● PROVIDED ENTRIES:
-- Opening Marker --

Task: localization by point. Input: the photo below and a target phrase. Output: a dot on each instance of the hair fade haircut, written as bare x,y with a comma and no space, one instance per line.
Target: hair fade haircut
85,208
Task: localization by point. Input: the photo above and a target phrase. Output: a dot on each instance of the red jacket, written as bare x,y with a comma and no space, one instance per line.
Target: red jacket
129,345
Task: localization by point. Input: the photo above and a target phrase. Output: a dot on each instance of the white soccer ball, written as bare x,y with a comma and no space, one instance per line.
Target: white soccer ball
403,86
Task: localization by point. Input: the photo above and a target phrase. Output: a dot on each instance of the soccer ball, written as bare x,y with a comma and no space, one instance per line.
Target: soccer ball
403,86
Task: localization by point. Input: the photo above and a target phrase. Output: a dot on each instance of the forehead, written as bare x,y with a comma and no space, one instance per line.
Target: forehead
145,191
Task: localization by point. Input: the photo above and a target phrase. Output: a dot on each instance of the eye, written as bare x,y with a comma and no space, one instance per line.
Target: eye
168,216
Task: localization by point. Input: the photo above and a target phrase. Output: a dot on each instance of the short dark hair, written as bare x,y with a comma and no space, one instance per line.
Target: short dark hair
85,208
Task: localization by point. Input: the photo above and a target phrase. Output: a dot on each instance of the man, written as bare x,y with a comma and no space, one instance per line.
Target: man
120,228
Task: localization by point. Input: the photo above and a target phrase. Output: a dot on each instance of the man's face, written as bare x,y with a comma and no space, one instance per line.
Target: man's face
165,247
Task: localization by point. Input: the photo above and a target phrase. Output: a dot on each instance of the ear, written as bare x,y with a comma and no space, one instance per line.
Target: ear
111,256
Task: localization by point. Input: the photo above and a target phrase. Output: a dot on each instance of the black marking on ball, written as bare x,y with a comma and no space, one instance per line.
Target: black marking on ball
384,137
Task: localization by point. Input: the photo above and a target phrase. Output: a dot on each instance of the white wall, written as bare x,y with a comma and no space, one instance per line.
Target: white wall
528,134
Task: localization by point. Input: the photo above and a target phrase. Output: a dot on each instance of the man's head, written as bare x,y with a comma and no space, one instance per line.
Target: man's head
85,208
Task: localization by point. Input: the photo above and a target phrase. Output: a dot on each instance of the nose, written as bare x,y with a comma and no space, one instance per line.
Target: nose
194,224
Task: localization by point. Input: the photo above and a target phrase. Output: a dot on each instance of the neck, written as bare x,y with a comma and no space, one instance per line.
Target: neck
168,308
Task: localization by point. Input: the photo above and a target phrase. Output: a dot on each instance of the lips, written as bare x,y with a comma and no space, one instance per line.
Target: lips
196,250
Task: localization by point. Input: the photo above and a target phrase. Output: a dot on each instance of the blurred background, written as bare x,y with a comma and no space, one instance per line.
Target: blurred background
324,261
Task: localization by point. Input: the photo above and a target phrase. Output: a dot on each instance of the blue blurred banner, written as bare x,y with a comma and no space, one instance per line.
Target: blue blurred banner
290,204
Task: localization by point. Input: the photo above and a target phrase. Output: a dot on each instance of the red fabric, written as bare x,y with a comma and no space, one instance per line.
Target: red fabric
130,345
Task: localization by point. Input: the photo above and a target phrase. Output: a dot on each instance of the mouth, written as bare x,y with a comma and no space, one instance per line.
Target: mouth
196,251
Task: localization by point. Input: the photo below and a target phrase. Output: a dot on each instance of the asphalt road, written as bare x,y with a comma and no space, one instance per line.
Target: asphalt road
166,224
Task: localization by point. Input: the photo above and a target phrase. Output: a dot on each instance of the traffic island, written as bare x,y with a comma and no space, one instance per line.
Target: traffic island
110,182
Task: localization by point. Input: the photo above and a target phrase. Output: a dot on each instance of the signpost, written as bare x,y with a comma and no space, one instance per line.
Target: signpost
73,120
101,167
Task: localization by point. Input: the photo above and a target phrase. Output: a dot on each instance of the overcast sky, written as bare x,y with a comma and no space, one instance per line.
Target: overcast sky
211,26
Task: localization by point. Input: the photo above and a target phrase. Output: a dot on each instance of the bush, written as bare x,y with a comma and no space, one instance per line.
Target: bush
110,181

-- Closing Marker --

● TASK DIRECTIONS: Which lines above contain "below"? Show each of them.

● ANSWER AREA:
Task: localization by point. Input: the photo below and a target phrase. Output: a dot on each instance of the hair fade haircut, written as bare x,y with a comma and no space, one instance per line.
Task: localization by point. Input: the photo below and a target phrase. Output: a dot on each instance of the asphalt road, written as bare x,y with a comma and no space, one instance per line.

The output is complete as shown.